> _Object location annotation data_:
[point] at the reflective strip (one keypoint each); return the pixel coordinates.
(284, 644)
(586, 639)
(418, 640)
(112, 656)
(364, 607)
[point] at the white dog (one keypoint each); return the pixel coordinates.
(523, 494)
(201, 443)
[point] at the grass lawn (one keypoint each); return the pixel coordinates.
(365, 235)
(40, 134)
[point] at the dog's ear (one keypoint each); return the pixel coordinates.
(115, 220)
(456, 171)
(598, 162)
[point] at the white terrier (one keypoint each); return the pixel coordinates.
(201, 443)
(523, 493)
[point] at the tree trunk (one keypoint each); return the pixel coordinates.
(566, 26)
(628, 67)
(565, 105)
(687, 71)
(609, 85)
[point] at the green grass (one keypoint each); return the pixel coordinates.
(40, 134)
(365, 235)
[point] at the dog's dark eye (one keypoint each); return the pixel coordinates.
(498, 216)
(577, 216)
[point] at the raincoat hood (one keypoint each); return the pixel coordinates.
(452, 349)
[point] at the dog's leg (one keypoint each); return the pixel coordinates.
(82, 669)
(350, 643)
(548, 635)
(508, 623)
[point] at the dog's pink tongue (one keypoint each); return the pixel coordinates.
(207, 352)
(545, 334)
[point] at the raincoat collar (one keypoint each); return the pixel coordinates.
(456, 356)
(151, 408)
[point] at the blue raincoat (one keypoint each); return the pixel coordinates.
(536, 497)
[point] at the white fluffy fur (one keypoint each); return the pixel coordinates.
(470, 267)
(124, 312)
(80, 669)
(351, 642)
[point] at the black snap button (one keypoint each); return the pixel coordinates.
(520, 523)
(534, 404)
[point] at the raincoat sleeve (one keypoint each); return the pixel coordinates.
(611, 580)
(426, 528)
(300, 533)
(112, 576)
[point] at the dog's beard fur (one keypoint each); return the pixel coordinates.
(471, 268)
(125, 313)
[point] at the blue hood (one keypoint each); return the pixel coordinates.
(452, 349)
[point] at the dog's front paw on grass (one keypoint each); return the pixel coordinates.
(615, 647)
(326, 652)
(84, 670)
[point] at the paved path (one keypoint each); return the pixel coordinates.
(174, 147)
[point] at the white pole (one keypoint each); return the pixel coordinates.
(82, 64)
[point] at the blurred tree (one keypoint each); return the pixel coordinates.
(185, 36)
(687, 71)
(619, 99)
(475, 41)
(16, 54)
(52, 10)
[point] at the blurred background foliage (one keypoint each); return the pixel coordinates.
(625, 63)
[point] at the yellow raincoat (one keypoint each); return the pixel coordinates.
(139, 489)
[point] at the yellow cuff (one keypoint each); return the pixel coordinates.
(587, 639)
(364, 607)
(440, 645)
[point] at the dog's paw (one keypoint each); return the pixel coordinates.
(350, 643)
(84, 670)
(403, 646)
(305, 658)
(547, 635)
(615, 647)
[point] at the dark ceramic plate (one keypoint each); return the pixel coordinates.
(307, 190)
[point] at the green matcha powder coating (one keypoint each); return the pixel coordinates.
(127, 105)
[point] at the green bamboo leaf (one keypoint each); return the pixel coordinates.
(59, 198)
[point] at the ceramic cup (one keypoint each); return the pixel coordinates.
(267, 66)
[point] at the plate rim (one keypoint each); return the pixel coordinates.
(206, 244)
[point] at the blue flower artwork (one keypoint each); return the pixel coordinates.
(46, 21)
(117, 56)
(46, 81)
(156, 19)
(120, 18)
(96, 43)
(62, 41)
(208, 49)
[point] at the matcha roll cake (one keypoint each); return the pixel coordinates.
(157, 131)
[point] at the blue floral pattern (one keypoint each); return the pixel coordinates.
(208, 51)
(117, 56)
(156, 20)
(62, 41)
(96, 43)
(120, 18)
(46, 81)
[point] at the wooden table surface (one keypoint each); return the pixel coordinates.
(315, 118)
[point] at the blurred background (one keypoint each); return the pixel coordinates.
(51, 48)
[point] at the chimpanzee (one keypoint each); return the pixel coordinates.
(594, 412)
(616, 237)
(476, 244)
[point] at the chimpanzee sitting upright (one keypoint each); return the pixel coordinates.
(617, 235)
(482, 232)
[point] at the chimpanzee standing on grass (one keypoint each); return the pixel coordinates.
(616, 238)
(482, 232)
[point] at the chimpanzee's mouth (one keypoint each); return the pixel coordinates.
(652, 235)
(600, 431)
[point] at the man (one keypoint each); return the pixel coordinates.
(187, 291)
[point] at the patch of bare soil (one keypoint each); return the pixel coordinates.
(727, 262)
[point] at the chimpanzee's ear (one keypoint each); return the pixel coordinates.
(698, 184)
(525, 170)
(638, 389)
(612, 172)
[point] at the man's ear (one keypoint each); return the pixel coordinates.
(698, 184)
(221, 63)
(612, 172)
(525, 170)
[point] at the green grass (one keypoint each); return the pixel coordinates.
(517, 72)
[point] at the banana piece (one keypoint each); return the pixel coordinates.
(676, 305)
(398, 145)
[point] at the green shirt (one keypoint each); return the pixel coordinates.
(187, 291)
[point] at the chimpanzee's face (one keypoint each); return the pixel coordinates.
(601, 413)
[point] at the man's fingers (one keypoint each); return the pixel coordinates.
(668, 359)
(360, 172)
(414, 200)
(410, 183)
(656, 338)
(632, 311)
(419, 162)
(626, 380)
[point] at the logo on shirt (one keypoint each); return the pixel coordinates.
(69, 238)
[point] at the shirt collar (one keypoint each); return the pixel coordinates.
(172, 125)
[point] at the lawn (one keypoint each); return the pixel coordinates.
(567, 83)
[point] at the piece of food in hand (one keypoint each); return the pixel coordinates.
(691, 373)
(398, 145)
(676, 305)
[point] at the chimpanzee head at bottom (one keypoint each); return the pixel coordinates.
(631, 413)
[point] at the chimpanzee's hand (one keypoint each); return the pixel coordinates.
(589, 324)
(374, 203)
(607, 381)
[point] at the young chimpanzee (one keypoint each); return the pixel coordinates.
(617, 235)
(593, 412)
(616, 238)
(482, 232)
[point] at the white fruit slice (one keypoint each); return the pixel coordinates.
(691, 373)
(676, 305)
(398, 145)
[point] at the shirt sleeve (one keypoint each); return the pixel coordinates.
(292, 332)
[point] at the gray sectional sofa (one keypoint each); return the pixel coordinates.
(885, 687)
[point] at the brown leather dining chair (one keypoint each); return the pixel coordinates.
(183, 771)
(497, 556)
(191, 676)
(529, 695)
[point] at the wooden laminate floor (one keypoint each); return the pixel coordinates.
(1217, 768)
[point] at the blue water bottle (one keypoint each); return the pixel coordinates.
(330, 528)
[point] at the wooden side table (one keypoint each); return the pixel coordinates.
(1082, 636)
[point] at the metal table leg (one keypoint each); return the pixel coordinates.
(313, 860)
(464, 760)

> _Task goal_: Turn the lines of the records from the line with "[point] at the blue water" to the line with "(1082, 636)" into a numbered list, leaving out any blank lines.

> _Output for this task_:
1. [point] at the blue water bottle (one keypoint each); return the pixel coordinates.
2. (330, 528)
3. [point] at the wooden side table (one keypoint each); return the pixel coordinates.
4. (1082, 636)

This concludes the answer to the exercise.